We walked a lot this particular day and our next stop was the Grand Splendid bookshop which occupies a fabulous antique cinema where Carlos Gardel, Argentina‘s tango legend apparently crooned on stage on days gone by . The circles, balconies and boxes are still in place and there are chairs around so that you can sit in a box or on a balcony reading books and looking out over the rest of the shop / cinema or gazing up at the amazing painted ceiling . And if you‘re in need of refreshment, then there’s the coffee shop on the 1920’s stage! (Incidently we did hear that Gardel made a visit to Britain in the 1930s. After his performance in Blackpool he had time to spare and went north into Scotland and gave a number of impromptu free performances in village halls etc, which means he still has a strong fanbase in rural Scotland)

We picked up free newspapers about local events. It's all in Spanish, of course - it‘s good practice but by the time we‘ve translated it we‘ve often missed it! However, this time we discovered that there was a free jazz gig going on that evening in the bar of a hotel on our long route back to the apartment. We eventually located it and arrived an hour late in true Argentinian style, or so we thought (not by planning, just bad organisation on our part!). We settled ourselves in to a couple of spare seats only to discover that it was the last minute of the last number! Oh well… Rosa will be glad to know that we are continuing the tradition of arriving a day late or a week late as we always seemed to do in Australia.

We ate out that night Argentinian style, at 11 .30pm, at La Poesia, an old café bar where poets, musicians and writers used to gather. It is very atmospheric and they do a really good tortilla and cheeseboard and the best beer we‘ve tasted in Buenos Aires!
- - - - - - -
**Task requirements:**
#1 In the Buenos Aires travel account, where is the coffee shop inside the Grand Splendid bookshop?
#2 Write the next few sentences of the Buenos Aires travel account, starting after its final line.
The items that come next are from a separate source and have no tie to the Buenos Aires travel account.
- - - - - - -
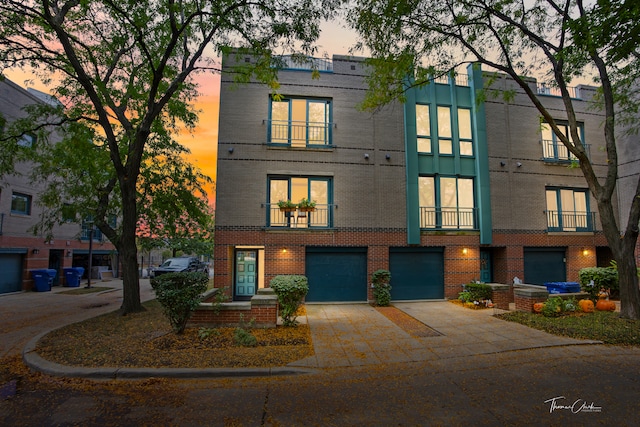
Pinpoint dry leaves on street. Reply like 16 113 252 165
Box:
36 301 313 368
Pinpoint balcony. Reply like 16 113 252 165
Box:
546 211 596 231
265 203 336 229
266 120 332 147
541 139 591 163
433 74 469 87
420 206 478 230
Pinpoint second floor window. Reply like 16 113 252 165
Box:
267 176 334 228
267 98 331 147
11 193 31 215
546 187 595 231
418 176 477 230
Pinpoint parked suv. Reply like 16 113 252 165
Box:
150 256 209 277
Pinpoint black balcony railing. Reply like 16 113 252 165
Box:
541 139 591 162
420 206 478 230
267 120 331 147
266 203 335 228
547 211 596 231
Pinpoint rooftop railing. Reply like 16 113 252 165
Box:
273 55 333 72
537 83 580 99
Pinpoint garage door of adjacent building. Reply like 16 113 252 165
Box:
524 248 567 285
0 253 22 294
305 248 367 302
389 248 444 301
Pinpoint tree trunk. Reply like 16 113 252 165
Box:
118 180 144 314
598 196 640 320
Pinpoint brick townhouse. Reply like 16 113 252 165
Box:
214 55 611 302
0 79 117 294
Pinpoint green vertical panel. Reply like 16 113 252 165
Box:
404 83 420 245
467 64 492 245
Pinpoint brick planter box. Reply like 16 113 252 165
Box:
513 287 549 313
487 283 511 310
513 286 589 313
187 288 278 328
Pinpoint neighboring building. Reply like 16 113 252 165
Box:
0 79 117 293
214 55 610 302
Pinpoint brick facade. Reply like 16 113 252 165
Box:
214 56 620 306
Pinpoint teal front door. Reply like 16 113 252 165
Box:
233 250 258 301
480 249 493 283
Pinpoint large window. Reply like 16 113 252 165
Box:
267 98 331 147
267 176 333 228
546 187 595 231
542 122 589 162
418 176 477 229
11 192 31 215
438 106 453 154
416 104 432 154
458 108 473 156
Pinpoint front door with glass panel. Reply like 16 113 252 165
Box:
233 250 258 300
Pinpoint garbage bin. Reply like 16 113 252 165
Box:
31 269 52 292
544 282 581 294
63 267 84 288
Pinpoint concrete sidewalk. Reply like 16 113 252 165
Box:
289 301 600 368
8 280 599 378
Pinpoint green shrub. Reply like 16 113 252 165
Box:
233 328 258 347
458 291 473 302
463 283 491 302
151 272 209 334
371 270 391 307
579 267 620 301
542 297 563 317
269 275 309 326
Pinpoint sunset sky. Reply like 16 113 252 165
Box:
3 23 355 207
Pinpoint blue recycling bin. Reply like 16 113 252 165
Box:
31 268 55 292
63 267 84 288
544 282 580 294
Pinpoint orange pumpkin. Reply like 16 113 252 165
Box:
596 299 616 311
578 299 595 313
533 302 544 313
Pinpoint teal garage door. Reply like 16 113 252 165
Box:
0 253 22 294
523 248 567 285
389 248 444 301
305 247 367 302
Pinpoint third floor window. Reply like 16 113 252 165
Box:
542 122 589 163
267 98 332 147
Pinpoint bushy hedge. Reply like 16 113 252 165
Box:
579 267 620 301
151 271 209 334
371 270 391 307
458 283 491 302
269 275 309 326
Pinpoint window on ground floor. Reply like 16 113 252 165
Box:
418 176 477 230
267 176 333 228
546 187 595 231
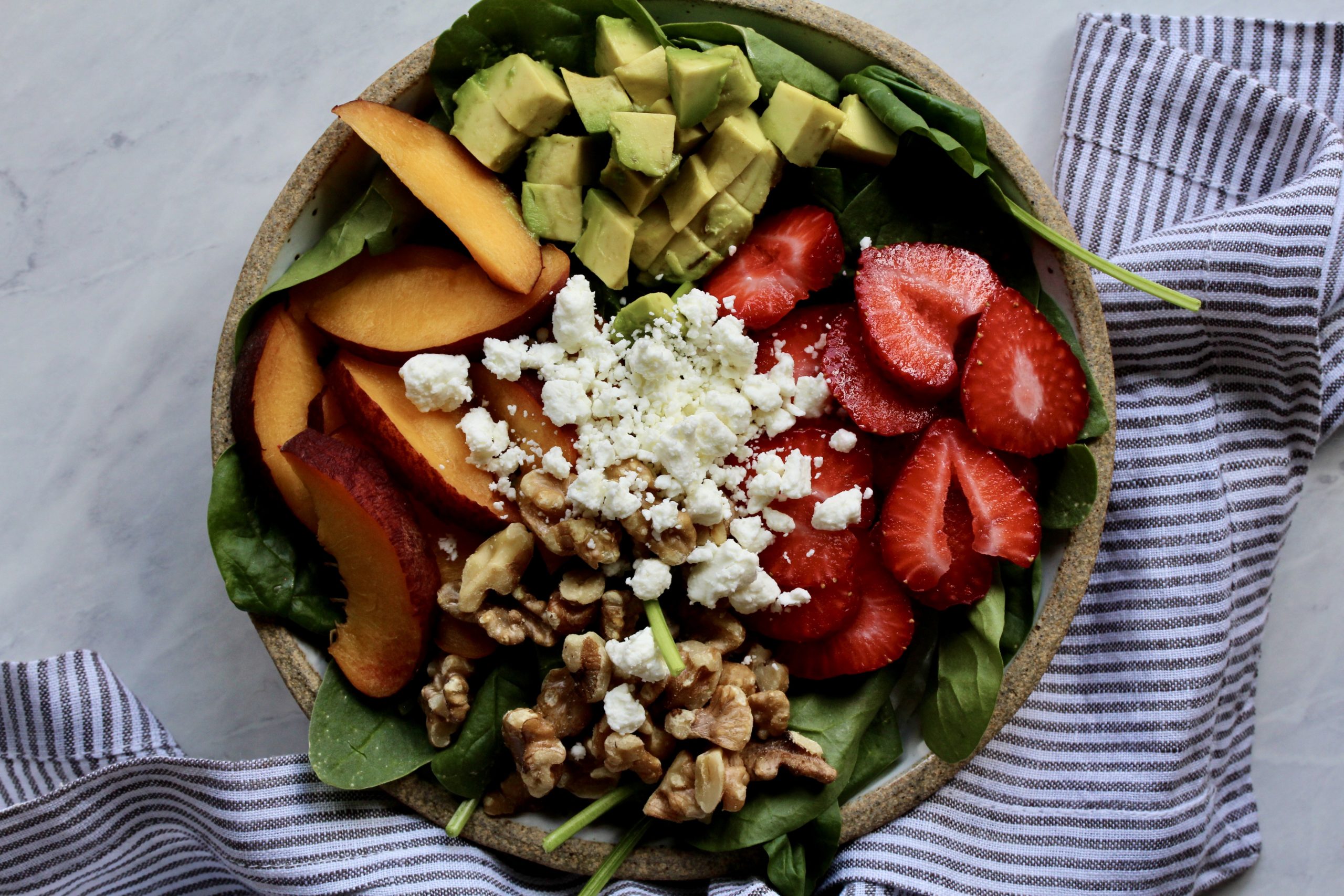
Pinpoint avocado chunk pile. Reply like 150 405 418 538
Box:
452 16 897 291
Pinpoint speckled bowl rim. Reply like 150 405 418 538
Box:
211 0 1116 880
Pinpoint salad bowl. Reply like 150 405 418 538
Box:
211 0 1114 880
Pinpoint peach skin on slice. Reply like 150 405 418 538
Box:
281 430 438 697
230 305 327 531
472 364 579 469
308 246 570 364
327 352 520 532
332 99 542 293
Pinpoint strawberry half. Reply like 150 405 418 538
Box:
817 305 934 435
774 545 915 678
854 243 1003 398
912 482 994 610
704 206 844 329
961 288 1089 457
880 419 1040 591
751 305 842 379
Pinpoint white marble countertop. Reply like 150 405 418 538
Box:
0 0 1344 893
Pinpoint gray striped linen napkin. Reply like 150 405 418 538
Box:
0 16 1344 896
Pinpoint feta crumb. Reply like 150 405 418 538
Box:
625 557 672 600
812 485 863 532
602 684 648 735
542 445 571 480
606 629 668 681
398 353 472 413
831 430 859 454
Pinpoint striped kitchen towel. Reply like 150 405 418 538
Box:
0 16 1344 896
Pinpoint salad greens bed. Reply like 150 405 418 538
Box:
208 0 1156 896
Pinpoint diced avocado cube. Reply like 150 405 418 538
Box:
615 47 669 109
700 109 770 191
831 93 898 165
574 189 640 289
631 202 676 270
644 97 710 156
598 159 676 215
663 156 719 230
703 43 761 130
561 69 634 134
667 47 732 128
524 134 607 187
687 194 755 255
607 111 681 177
653 230 723 283
485 52 574 137
594 16 658 75
607 293 681 341
449 75 527 172
523 181 583 243
724 144 785 215
761 81 844 168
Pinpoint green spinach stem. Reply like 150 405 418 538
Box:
542 785 646 852
444 798 481 837
579 817 653 896
1005 197 1203 312
644 598 686 676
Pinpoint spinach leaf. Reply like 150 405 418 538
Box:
1036 444 1097 529
430 662 538 799
765 803 842 896
687 666 897 852
919 581 1004 762
206 445 341 633
840 700 902 805
663 22 840 103
234 168 425 357
1036 290 1110 440
308 662 434 790
999 556 1040 663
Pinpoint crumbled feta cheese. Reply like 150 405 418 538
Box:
812 485 863 532
625 557 672 600
831 430 859 454
606 629 668 681
398 355 472 413
542 445 571 480
602 684 648 735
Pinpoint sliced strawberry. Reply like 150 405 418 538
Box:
880 419 1040 591
912 482 994 610
961 288 1089 457
704 206 844 329
774 547 915 678
753 305 843 379
821 305 934 435
854 243 1001 398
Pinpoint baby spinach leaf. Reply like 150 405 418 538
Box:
430 662 538 799
1036 444 1097 529
919 581 1004 762
1036 290 1110 440
663 22 840 103
308 663 434 790
206 445 341 633
765 803 842 896
234 168 425 357
688 666 897 852
999 556 1040 663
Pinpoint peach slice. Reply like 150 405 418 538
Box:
281 430 439 697
327 352 520 532
230 305 327 531
308 246 570 364
472 364 579 469
332 99 542 293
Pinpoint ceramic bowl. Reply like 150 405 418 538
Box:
211 0 1114 880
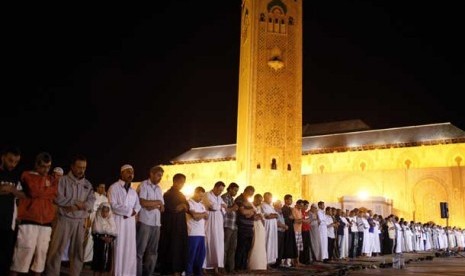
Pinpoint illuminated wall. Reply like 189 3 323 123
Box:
236 0 302 192
162 143 465 227
162 0 465 227
302 143 465 226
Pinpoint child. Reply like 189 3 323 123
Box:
92 202 116 276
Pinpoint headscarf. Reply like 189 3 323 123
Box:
92 202 117 236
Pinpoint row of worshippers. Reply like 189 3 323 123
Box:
0 147 169 276
4 148 459 275
0 148 103 275
386 219 465 253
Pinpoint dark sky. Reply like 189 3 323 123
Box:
0 0 465 184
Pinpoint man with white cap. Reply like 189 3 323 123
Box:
46 155 95 276
108 164 141 275
52 167 65 180
136 166 165 276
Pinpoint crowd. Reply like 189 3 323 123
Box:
0 148 465 276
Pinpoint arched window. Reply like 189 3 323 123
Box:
271 158 278 170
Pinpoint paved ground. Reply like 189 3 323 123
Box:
61 252 465 276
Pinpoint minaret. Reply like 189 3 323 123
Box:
236 0 302 199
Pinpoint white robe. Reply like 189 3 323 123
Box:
261 202 278 264
202 191 225 268
339 216 349 259
318 209 332 260
362 217 373 256
394 222 404 253
84 192 108 262
309 213 322 261
108 180 141 276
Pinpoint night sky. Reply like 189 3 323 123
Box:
0 0 465 184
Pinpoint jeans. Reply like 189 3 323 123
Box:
224 227 237 272
136 222 160 276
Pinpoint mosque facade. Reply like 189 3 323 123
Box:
161 0 465 227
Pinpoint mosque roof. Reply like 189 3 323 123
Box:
171 123 465 164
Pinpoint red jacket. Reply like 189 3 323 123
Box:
18 171 58 224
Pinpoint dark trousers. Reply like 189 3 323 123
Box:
235 228 253 270
328 237 336 260
275 231 284 266
0 228 17 275
186 236 206 276
299 231 312 264
224 227 237 272
357 232 363 257
349 232 359 258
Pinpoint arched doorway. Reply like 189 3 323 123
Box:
413 179 447 225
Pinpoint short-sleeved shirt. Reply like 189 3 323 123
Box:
186 198 206 236
0 167 22 230
138 179 165 226
234 194 254 233
221 193 237 230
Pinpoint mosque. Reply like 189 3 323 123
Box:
161 0 465 227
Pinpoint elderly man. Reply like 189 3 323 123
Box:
10 152 58 276
108 164 141 275
202 181 227 274
0 147 24 275
46 155 95 276
136 166 165 276
158 173 189 276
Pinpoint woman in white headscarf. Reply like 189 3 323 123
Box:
92 202 116 276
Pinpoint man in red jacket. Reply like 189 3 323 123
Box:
10 152 58 276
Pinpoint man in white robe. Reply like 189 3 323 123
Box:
261 192 278 264
202 181 227 273
318 201 332 261
108 165 141 276
84 183 108 263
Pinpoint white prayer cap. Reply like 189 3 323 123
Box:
120 164 134 172
53 167 65 175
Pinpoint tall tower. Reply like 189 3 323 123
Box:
236 0 302 197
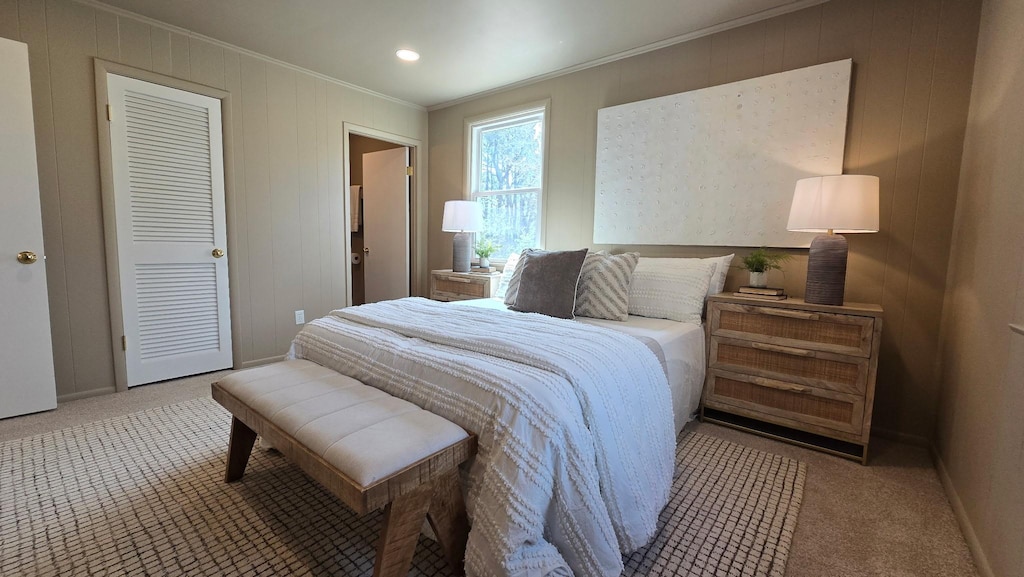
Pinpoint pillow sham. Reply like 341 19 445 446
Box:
495 252 519 300
509 248 587 319
574 252 640 321
502 248 537 306
701 253 735 296
629 258 717 325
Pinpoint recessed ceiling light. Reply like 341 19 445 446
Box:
394 48 420 63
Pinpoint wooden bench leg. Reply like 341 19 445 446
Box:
427 468 469 575
224 417 256 483
374 485 433 577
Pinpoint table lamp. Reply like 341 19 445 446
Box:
441 200 483 273
786 174 879 305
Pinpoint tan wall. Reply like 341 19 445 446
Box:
0 0 427 400
428 0 980 440
936 0 1024 577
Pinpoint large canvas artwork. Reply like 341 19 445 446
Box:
594 59 852 247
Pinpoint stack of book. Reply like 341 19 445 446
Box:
732 287 787 300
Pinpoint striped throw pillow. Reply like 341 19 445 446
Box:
575 252 640 321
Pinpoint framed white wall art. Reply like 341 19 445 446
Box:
594 59 852 247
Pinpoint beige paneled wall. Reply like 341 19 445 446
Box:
936 0 1024 577
0 0 427 400
429 0 980 440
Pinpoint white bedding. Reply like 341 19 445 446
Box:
452 298 706 432
290 298 675 577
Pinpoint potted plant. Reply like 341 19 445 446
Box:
741 247 790 288
476 238 501 269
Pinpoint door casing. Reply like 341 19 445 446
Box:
342 122 430 306
93 58 242 391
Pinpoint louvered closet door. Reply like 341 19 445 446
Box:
106 75 231 386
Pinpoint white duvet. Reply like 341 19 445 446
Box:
291 298 675 577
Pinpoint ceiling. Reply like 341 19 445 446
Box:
92 0 822 107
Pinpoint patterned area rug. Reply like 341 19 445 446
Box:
0 399 805 577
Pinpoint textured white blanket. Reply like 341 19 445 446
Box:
291 298 675 577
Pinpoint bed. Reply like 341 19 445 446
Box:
452 298 707 434
289 254 724 577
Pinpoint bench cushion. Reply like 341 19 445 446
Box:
218 360 469 487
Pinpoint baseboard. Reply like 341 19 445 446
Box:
871 426 932 449
242 355 285 369
57 386 117 403
929 444 995 577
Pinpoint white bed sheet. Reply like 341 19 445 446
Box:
454 298 706 432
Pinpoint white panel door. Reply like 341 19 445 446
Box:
106 74 231 386
0 38 57 418
362 148 410 302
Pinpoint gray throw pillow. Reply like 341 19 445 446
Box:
509 248 587 319
575 252 640 321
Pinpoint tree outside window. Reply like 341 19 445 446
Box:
470 108 545 260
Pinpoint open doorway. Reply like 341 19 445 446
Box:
348 132 415 305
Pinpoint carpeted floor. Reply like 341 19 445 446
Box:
0 374 978 577
0 399 806 577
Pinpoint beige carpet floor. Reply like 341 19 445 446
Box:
0 374 977 577
0 398 806 577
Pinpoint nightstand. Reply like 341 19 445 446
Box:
430 269 502 300
700 295 882 463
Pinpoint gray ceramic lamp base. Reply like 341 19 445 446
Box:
452 233 473 273
804 235 849 306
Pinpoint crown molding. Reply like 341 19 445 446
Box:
73 0 427 111
427 0 828 112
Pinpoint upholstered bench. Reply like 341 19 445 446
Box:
212 361 476 577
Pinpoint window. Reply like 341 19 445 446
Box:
468 106 547 260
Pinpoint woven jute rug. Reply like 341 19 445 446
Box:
0 399 805 577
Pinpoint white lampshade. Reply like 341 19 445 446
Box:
441 200 483 233
785 174 879 234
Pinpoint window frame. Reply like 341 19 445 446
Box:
463 99 551 265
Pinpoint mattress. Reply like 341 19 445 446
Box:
453 298 707 432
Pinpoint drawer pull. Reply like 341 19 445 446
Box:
757 308 821 321
751 377 811 393
751 341 817 359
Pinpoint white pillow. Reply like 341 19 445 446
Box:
701 254 735 296
495 252 519 299
629 258 717 325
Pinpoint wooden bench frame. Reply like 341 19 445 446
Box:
211 382 476 577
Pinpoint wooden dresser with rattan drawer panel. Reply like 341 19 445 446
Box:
430 270 502 301
700 295 882 463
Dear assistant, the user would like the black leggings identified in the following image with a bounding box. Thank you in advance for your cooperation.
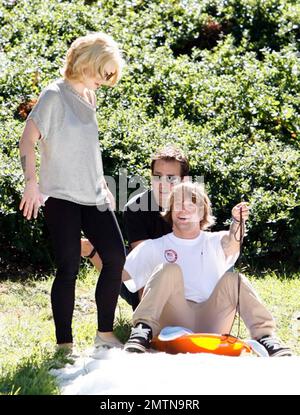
[45,197,125,344]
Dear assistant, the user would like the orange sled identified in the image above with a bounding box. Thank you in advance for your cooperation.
[151,326,252,356]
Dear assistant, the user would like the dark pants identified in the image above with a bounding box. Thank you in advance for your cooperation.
[45,197,125,344]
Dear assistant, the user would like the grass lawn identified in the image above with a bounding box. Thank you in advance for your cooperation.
[0,268,300,395]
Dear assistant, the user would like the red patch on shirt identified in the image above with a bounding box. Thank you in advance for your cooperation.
[164,249,178,263]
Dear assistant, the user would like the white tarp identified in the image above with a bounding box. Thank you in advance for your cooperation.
[51,349,300,395]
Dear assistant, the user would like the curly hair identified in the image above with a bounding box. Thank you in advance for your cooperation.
[162,182,215,230]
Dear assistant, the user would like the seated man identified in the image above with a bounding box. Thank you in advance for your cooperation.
[123,183,291,356]
[81,144,189,310]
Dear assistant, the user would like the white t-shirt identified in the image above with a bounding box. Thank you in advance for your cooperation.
[124,231,239,303]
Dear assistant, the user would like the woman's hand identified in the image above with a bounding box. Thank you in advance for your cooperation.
[19,181,44,220]
[231,202,250,222]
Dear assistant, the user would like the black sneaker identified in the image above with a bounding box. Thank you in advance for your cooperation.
[124,323,152,353]
[257,336,293,357]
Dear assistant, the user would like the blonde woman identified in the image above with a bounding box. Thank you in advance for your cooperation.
[20,33,125,350]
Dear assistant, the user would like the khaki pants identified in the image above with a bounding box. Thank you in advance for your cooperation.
[133,264,275,339]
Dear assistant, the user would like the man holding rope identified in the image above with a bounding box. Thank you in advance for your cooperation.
[123,182,292,356]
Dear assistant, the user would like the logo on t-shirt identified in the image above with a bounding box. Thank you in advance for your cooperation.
[165,249,178,263]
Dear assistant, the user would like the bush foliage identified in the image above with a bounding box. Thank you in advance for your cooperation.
[0,0,300,267]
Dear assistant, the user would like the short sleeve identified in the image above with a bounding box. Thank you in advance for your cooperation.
[210,231,239,275]
[28,89,64,139]
[124,207,149,244]
[124,239,157,292]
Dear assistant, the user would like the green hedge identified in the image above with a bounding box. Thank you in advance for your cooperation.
[0,0,300,268]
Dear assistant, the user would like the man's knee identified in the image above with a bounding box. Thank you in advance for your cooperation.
[153,263,183,280]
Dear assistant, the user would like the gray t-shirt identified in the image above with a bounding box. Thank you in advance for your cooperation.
[28,79,108,206]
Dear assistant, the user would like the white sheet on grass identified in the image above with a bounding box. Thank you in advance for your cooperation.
[51,349,300,395]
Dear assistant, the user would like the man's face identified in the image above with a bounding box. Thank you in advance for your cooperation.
[172,197,204,232]
[151,160,181,208]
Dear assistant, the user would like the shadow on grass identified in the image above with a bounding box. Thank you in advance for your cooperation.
[0,351,73,395]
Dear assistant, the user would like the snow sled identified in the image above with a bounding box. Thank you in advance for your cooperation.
[151,326,268,356]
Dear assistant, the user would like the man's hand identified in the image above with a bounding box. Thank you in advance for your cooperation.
[19,181,44,220]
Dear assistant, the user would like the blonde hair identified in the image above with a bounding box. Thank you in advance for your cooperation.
[61,33,124,86]
[162,182,215,230]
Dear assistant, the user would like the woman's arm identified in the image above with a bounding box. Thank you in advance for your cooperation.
[19,119,43,219]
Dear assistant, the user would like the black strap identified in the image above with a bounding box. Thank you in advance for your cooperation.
[87,248,97,259]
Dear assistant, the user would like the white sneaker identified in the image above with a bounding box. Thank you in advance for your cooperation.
[94,332,123,349]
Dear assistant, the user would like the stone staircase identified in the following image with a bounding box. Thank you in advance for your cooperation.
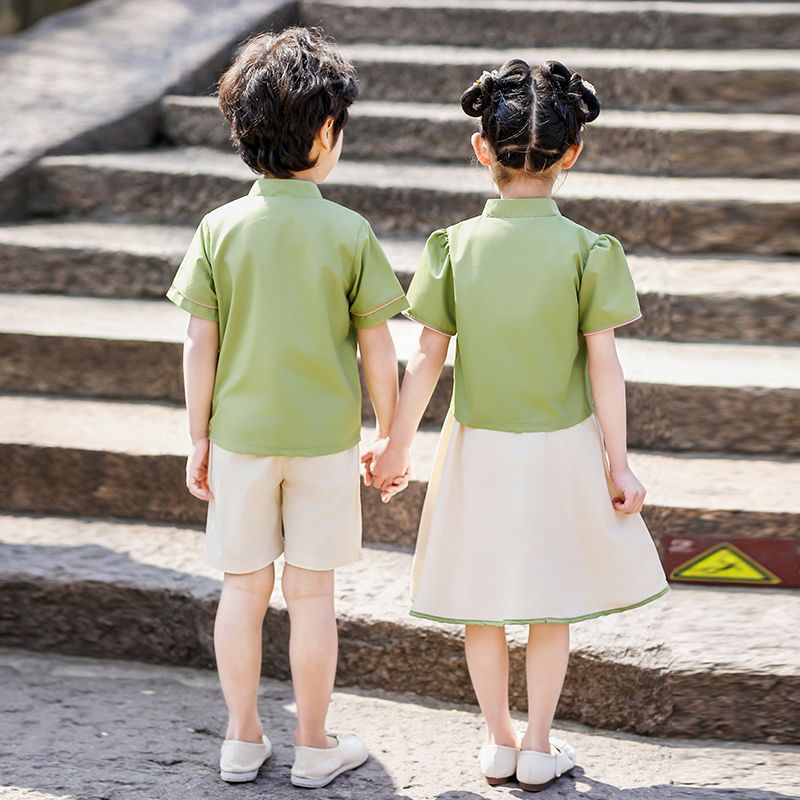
[0,0,800,742]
- - - - - - -
**Responses to the tasks:**
#1 It is on the old 1920s stage.

#2
On Sunday we decided to do something more local as we had tired and aching feet from the previous day. So we went to El Zanjon de Granados. This is an early 19th century house which had fallen into disrepair. San Telmo was a wealthy area in 19th century but in the later part of the century a yellow fever epidemic hit the area and the wealthy moved to the higher ground further north. Many of the big old houses in San Telmo then became tenements for the poor, with a family living in each room, and others were just left to deteriorate completely. This house was very derelict, was literally filled with rubbish and had trees growing through it when a local business man bought it a few years ago with the prospect of turning it into a restaurant. However, when they started to dig out all the rubbish to do the renovations, underneath the mansion they discovered the remains of even older houses from the 1700s and also a series of tunnels, sewers and wells going back to 1730 . The owner decided that this was worth preserving and has therefore undertaken an excellent restoration project which makes the building usable whilst showing how it was originally constructed, where modifications have taken place over the life of the building and revealing the ruins of the old houses and tunnels underneath the house.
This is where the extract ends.